WHAT YOU WILL DO: Express the lines from the start of the records through the line that contains "M353 72L254 50L241" as a Markdown table with the columns Row and Line, numbering each row and omitting blank lines and pictures.

Records from an annotation dataset:
☆ ☆ ☆ ☆ ☆ ☆ ☆

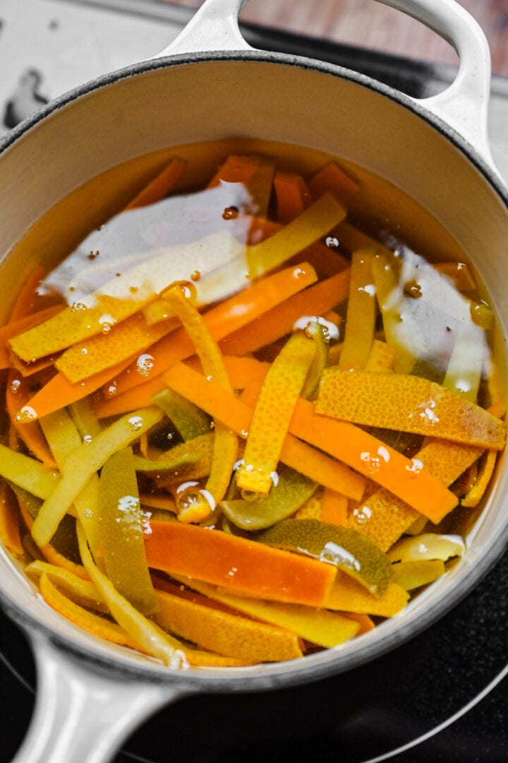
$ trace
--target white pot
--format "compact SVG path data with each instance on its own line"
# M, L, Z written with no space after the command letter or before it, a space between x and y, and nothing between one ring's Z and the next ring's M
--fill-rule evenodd
M353 72L254 50L241 37L241 0L207 0L159 56L78 88L0 144L0 254L59 199L132 157L241 136L308 146L366 167L414 198L478 268L508 325L508 195L487 144L490 56L476 22L453 0L386 0L450 40L458 76L417 101ZM20 272L23 262L14 263ZM18 763L101 763L156 708L194 692L251 691L308 681L379 656L433 623L501 555L508 539L502 459L488 505L461 563L400 615L343 646L302 660L170 672L62 620L8 555L0 595L28 633L37 702Z

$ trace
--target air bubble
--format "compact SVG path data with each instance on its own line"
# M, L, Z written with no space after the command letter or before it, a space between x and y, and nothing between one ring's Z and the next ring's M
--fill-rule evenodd
M137 432L143 426L143 420L141 416L131 416L129 419L129 426L134 432Z
M86 304L84 304L83 302L72 302L71 305L71 310L73 313L78 313L80 311L86 309Z
M136 362L136 370L142 376L149 376L154 366L154 356L145 353L140 355Z
M29 421L37 419L37 413L30 405L24 405L16 417L16 421L21 424L26 424Z
M236 220L238 216L238 207L226 207L222 212L222 218L224 220Z

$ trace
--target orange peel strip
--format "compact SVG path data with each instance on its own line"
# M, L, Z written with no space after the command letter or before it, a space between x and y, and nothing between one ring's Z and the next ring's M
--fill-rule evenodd
M190 281L193 269L200 271L206 283L205 276L213 275L214 271L244 256L244 246L225 230L190 243L155 250L81 301L13 336L11 346L25 361L65 349L102 333L105 324L120 323L139 312L171 284ZM196 285L198 292L199 287Z
M7 343L12 336L16 336L23 331L43 323L63 309L63 305L56 304L52 307L40 310L31 315L25 315L16 320L11 320L6 326L2 326L0 328L0 369L8 369L11 365L11 352Z
M302 657L298 636L285 628L242 617L200 594L165 584L156 591L157 622L175 636L226 657L269 662Z
M252 408L234 394L207 382L204 376L183 363L174 365L165 374L165 381L168 387L198 407L219 419L241 436L246 436L252 419ZM280 459L316 482L340 490L356 500L363 494L364 478L292 435L286 436Z
M228 334L219 343L225 355L246 355L289 333L302 315L324 315L347 298L350 269L273 307L255 323Z
M75 604L53 585L46 572L41 575L39 586L40 594L46 604L71 623L74 623L89 633L93 633L99 639L106 639L113 644L139 650L139 645L123 628L116 623L110 623Z
M158 175L150 181L142 190L134 197L132 201L125 208L126 211L129 209L139 209L140 207L146 207L150 204L155 204L167 196L174 190L178 181L187 168L187 162L177 156L172 157L168 164Z
M30 401L28 382L19 377L17 371L9 371L5 389L5 407L11 423L36 459L50 468L56 468L55 459L44 439L39 423L30 419L24 423L23 417L18 416L20 409L23 409Z
M321 522L329 522L331 524L347 524L347 497L334 490L325 488L323 493L323 505Z
M328 369L322 375L315 410L341 421L495 450L505 443L502 421L462 395L420 376Z
M315 283L317 275L314 268L306 262L283 270L254 283L243 291L225 300L216 307L204 314L204 320L216 341L259 318L267 311L292 295ZM223 354L238 355L231 353ZM147 377L141 377L132 364L117 380L117 391L120 396L133 387L163 373L180 360L194 353L194 348L184 329L178 329L170 336L164 337L151 350L152 369ZM107 400L107 390L104 398ZM105 406L106 407L106 406ZM104 415L101 414L101 415ZM111 415L106 413L105 415Z
M5 482L0 485L0 540L16 556L24 552L20 536L18 502Z
M497 459L497 453L495 450L487 450L484 456L482 457L476 481L468 494L461 501L462 506L474 507L478 505L490 481Z
M205 375L215 380L222 389L232 392L232 387L222 356L203 317L191 301L184 296L181 287L169 289L165 295L174 314L181 320L201 361ZM206 490L216 504L222 500L231 481L238 452L237 435L220 421L215 422L212 468L206 481ZM212 506L212 508L215 508ZM206 507L203 507L206 510ZM195 516L193 514L193 521ZM183 516L182 516L183 518Z
M331 193L324 193L280 230L247 251L251 275L254 278L282 265L324 236L343 220L347 211Z
M303 604L283 604L276 601L263 601L252 597L235 596L234 594L219 591L214 586L201 581L179 578L178 581L237 612L270 623L279 628L287 629L306 641L320 646L338 646L356 636L359 630L357 622L353 623L351 622L352 619L347 616L327 612L325 610L305 607Z
M149 326L141 314L126 318L113 326L107 333L91 336L85 342L66 349L55 363L55 366L72 384L95 374L107 371L133 356L143 353L163 336L178 328L175 319L161 321ZM147 361L149 365L149 360ZM142 362L137 361L142 375Z
M312 202L305 181L296 172L276 172L273 190L277 204L277 219L283 225L302 214Z
M324 605L335 579L331 565L220 530L164 521L150 527L149 566L170 575L311 607Z
M30 418L31 421L34 418L40 418L47 414L53 414L55 410L75 403L92 392L94 392L100 387L107 384L106 390L110 387L114 388L113 379L115 376L120 373L129 365L132 359L127 359L118 365L114 365L106 371L101 371L98 374L90 376L85 382L78 382L73 384L69 382L63 374L57 373L53 378L44 385L43 388L36 392L33 398L28 401L30 408ZM19 411L23 416L23 409Z
M239 488L267 493L279 462L296 401L316 354L305 331L293 334L272 363L251 421L244 462L236 475Z
M396 583L389 583L382 596L376 598L350 575L338 571L326 603L326 608L358 614L392 617L407 604L409 594Z
M375 327L376 301L373 289L372 250L357 250L353 253L350 298L346 330L339 368L357 371L369 360Z
M473 446L431 439L415 459L423 469L450 485L481 455ZM446 512L430 518L439 522ZM365 533L382 551L387 551L411 526L420 514L388 490L378 490L350 513L348 525ZM428 516L428 515L427 515Z
M307 401L298 401L289 431L373 479L430 519L457 504L456 496L440 480L410 459L354 424L320 416ZM340 492L345 492L342 488Z

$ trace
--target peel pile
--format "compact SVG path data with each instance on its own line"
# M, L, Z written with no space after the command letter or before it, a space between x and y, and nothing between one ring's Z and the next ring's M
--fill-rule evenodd
M357 190L232 156L189 197L203 237L91 263L77 301L30 274L0 330L0 534L77 626L170 667L294 659L464 552L506 436L491 315L463 263L346 221Z

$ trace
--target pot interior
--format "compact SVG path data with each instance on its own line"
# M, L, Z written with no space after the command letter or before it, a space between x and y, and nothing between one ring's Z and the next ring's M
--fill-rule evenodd
M358 219L366 217L372 229L396 226L414 250L433 259L465 259L479 274L497 317L495 353L504 380L506 199L478 168L474 152L468 156L460 140L383 90L327 65L281 63L260 53L244 60L168 60L84 89L26 127L0 158L2 282L15 293L30 265L60 259L84 233L121 209L168 157L191 157L203 141L196 184L200 172L209 175L226 152L275 154L281 166L305 175L337 157L360 182L351 206ZM5 314L8 306L5 299ZM369 659L430 623L487 571L506 542L504 458L497 471L465 557L403 614L301 664L232 674L245 671L252 678L249 688L256 681L264 686L266 680L318 677ZM127 669L165 674L155 662L105 646L48 611L6 555L2 569L8 597L65 642L98 660L114 655ZM196 672L216 688L222 685L220 671Z

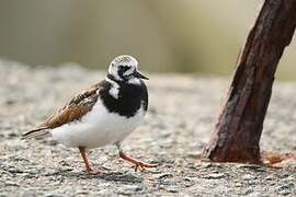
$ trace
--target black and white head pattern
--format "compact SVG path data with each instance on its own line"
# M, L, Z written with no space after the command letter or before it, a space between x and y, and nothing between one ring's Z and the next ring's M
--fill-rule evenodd
M111 113L133 117L148 107L148 91L141 79L148 79L138 70L138 61L128 55L117 56L110 65L100 97Z
M138 70L138 61L129 55L115 57L109 67L109 76L115 81L123 81L132 84L140 84L140 79L148 79Z

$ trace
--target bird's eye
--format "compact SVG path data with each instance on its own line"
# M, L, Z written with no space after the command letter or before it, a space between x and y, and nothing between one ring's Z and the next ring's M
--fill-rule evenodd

☆ ☆ ☆ ☆ ☆ ☆ ☆

OUTPUT FOR THIS EXERCISE:
| Row | Line |
|---|---|
| 1 | $ trace |
| 2 | --target white pot |
| 3 | --format "compact SVG path data with each instance on its own line" |
| 4 | # M, L, Z written with no space after the command letter or before it, a space between x and y, and nothing between one ring's Z and the next ring's M |
| 5 | --fill-rule evenodd |
| 6 | M353 72L254 50L241 37L241 0L207 0L159 56L78 88L0 144L0 254L59 199L132 157L241 136L308 146L366 167L414 198L478 268L508 325L508 195L487 144L490 56L476 22L453 0L386 0L450 40L458 76L417 101ZM20 272L23 262L14 263ZM18 763L101 763L156 708L194 692L251 691L308 681L379 656L433 623L501 555L508 539L502 459L488 505L461 563L400 615L343 646L302 660L170 672L62 620L8 555L0 595L28 633L37 702Z |